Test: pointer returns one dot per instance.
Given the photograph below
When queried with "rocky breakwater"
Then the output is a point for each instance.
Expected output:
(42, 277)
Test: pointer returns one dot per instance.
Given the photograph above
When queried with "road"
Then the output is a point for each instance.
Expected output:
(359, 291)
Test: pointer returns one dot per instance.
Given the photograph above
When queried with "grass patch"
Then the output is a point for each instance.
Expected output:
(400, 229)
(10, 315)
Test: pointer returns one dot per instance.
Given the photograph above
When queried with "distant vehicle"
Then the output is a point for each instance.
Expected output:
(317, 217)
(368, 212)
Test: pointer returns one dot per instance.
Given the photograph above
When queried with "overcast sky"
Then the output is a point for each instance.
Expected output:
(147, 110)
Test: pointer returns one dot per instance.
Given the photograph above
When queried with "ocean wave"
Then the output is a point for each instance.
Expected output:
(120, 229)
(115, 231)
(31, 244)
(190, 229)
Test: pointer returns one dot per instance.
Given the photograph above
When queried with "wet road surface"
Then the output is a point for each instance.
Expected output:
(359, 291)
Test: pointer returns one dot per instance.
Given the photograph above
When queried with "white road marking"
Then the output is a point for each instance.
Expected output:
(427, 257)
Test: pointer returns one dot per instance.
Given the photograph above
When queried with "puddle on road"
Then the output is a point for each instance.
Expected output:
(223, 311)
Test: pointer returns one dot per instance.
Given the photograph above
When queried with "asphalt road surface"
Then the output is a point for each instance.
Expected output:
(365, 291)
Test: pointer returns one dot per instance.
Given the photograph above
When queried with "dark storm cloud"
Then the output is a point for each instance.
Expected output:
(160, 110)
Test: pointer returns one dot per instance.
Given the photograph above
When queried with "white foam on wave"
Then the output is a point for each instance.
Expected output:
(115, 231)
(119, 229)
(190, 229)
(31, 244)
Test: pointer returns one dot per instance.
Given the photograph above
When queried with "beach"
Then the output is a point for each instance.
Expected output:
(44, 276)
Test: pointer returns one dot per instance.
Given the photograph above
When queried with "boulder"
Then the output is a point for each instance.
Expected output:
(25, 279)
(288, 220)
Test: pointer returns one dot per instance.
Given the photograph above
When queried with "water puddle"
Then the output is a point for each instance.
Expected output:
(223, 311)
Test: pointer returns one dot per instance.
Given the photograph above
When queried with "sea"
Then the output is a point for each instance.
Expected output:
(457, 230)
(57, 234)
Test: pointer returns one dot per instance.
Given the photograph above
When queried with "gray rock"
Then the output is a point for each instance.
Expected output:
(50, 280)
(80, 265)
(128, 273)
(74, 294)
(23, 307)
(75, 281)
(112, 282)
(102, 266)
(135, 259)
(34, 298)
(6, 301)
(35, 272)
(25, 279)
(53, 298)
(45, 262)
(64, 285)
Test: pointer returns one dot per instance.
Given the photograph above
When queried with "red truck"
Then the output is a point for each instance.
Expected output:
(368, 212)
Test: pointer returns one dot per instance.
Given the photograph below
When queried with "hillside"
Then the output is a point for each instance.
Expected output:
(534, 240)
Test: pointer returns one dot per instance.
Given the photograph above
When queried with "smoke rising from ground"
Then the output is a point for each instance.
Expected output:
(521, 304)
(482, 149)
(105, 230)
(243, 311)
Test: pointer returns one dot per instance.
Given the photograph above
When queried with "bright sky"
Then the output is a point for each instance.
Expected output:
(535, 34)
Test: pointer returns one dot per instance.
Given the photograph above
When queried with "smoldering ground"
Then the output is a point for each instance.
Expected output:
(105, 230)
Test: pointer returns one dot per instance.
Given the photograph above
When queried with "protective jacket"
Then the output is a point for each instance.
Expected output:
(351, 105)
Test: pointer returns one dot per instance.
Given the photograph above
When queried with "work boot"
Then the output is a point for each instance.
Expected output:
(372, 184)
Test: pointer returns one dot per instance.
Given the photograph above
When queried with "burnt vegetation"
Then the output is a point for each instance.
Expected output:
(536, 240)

#### Task:
From the records, select and copy out every line that contains the word "white".

#### Reply:
When queried with "white road marking"
When queried with "white foam on wave"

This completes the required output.